• **Job**
List every line of the records below that contains the word "goalkeeper", copying each such line in full. Matching is case-sensitive.

Data taken from a collection:

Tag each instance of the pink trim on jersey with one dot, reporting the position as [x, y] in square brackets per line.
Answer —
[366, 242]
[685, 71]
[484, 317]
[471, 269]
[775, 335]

==

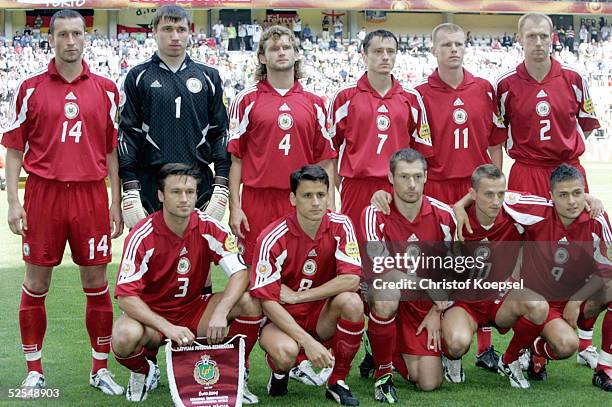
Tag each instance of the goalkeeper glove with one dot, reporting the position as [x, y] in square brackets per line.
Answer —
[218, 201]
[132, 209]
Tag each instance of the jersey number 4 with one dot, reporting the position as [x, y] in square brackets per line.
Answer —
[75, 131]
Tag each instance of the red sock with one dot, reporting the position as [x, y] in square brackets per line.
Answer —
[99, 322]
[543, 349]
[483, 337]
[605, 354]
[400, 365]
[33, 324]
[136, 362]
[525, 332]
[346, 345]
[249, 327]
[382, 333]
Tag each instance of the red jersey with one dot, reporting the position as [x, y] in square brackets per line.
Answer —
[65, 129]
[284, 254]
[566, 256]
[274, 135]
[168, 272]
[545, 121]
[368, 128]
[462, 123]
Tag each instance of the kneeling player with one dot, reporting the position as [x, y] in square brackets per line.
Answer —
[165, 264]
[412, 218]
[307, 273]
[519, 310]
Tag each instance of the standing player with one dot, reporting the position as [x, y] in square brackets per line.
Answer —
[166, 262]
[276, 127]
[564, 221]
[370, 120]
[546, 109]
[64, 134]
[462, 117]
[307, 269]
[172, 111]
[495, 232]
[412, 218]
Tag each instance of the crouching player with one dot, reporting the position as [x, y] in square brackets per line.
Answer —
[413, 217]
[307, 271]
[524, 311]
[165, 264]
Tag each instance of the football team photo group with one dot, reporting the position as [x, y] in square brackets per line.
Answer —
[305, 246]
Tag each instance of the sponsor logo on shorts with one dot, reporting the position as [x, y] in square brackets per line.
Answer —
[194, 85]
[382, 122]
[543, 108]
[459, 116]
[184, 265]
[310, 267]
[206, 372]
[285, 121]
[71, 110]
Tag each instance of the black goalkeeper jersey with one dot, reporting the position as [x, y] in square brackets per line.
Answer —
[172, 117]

• **Completed exercise**
Tag each instance of the goalkeeper glove with one dot, reporting the position as [x, y] in square brackets per line.
Tag each instance of the black goalkeeper jersey with one dot, reporting the position as [x, y] in square brackets per line.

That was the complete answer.